Object pointing dataset rows:
## BEGIN
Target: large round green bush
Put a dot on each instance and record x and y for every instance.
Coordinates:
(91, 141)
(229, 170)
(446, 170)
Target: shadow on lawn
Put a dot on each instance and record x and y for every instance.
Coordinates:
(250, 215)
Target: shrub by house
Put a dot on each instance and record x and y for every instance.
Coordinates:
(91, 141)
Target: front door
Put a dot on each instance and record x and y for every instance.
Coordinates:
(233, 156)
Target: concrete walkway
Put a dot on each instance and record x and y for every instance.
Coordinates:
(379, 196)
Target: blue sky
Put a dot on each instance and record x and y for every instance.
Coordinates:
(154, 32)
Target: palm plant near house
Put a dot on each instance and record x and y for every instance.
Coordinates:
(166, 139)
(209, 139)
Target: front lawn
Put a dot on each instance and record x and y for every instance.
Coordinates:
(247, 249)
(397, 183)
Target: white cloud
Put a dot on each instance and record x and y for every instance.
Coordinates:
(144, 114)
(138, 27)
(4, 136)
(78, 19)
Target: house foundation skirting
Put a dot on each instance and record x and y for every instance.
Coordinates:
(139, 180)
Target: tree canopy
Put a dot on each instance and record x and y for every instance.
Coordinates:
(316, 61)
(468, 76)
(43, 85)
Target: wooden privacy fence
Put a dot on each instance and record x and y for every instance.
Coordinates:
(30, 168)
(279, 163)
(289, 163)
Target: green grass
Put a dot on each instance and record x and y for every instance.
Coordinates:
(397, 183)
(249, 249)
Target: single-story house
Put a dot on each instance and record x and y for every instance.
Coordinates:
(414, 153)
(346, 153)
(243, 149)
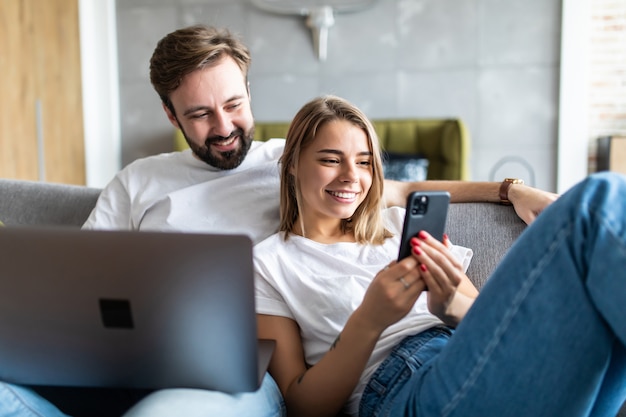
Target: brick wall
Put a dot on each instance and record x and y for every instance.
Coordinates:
(607, 73)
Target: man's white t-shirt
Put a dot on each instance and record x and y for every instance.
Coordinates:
(320, 285)
(176, 191)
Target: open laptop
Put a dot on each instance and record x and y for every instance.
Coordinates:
(129, 309)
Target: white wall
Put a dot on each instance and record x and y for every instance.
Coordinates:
(101, 116)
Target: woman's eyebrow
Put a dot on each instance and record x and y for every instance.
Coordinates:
(338, 152)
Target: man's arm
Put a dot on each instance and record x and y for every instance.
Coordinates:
(528, 201)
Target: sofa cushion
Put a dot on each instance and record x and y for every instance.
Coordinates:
(405, 167)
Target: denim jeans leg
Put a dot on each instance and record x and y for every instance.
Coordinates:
(409, 357)
(17, 401)
(267, 401)
(540, 338)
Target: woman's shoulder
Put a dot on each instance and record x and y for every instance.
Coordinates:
(270, 245)
(394, 218)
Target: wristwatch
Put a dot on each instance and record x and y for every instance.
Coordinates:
(504, 189)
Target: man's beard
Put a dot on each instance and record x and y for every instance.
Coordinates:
(223, 160)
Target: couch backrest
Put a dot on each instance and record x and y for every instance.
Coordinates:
(444, 142)
(45, 204)
(488, 228)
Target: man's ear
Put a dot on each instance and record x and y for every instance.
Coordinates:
(170, 116)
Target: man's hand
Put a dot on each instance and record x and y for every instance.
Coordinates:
(529, 202)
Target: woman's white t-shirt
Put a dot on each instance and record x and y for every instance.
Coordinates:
(320, 285)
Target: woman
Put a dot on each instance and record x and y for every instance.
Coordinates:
(355, 328)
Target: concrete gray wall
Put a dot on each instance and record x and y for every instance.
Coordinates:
(493, 63)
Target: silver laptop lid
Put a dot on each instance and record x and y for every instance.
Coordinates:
(128, 309)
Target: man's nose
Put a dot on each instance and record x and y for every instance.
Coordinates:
(222, 124)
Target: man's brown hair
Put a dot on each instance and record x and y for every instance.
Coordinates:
(190, 49)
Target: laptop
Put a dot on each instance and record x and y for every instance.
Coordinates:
(129, 309)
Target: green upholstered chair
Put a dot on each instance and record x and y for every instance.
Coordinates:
(444, 142)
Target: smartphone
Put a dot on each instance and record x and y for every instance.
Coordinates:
(425, 210)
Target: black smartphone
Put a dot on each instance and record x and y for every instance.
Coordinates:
(425, 210)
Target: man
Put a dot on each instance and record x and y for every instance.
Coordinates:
(225, 182)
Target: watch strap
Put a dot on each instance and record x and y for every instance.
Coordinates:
(504, 189)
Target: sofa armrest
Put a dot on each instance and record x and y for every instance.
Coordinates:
(45, 204)
(489, 229)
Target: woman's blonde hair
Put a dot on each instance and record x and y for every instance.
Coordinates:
(366, 223)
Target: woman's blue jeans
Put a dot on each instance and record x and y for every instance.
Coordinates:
(545, 337)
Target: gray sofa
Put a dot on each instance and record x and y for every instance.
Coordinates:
(489, 229)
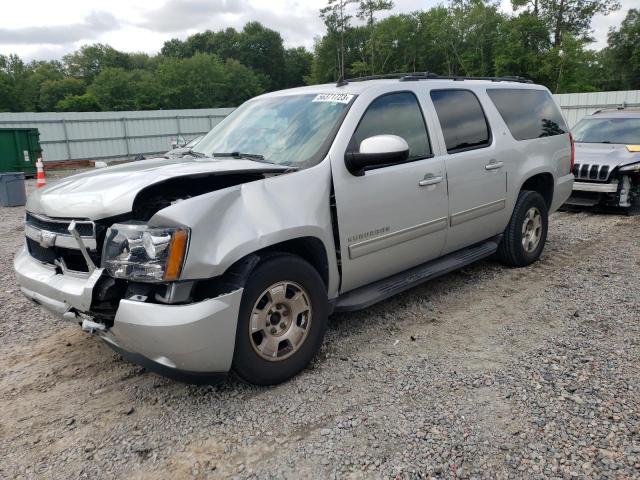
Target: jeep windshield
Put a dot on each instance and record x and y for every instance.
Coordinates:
(292, 130)
(607, 130)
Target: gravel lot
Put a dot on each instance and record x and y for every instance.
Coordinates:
(487, 372)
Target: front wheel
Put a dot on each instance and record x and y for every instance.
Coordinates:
(283, 319)
(526, 234)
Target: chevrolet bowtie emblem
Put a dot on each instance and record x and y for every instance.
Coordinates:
(47, 239)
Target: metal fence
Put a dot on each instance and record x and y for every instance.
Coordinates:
(113, 135)
(576, 105)
(122, 135)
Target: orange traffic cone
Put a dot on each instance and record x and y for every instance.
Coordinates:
(41, 181)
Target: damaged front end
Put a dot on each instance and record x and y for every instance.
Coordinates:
(606, 175)
(596, 186)
(119, 277)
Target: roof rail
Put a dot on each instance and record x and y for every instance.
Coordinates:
(414, 76)
(623, 106)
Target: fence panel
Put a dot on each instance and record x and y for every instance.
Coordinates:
(122, 135)
(577, 105)
(113, 135)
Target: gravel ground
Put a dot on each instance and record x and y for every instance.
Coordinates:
(487, 372)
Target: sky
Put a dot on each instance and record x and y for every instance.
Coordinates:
(48, 29)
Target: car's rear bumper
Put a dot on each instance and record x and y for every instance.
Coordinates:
(595, 187)
(195, 339)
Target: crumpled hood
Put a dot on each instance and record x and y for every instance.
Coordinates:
(110, 191)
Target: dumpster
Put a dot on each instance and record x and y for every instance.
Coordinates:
(19, 150)
(12, 190)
## END
- GIVEN TASK: Beginning at the line that contains "Target: gravel ground", retype each line of the listing up to and including the last one, exactly as it stands, and nothing else.

- WRITTEN RESPONSE:
Target: gravel ground
Put a dot on each instance and record x and y for every instance.
Coordinates:
(487, 372)
Target: sky
Put a dot on each instance and record x and y for every instance.
Coordinates:
(48, 29)
Target: car's rear bumper
Put a dot on each instance and record x and y for every instance.
Coordinates:
(595, 187)
(195, 339)
Target: crumpled hood
Put a dot on each instance and record x and y for every instance.
Coordinates:
(110, 191)
Target: dumpster
Put a dot on each instance and record x and y for every instance.
Coordinates:
(19, 150)
(12, 190)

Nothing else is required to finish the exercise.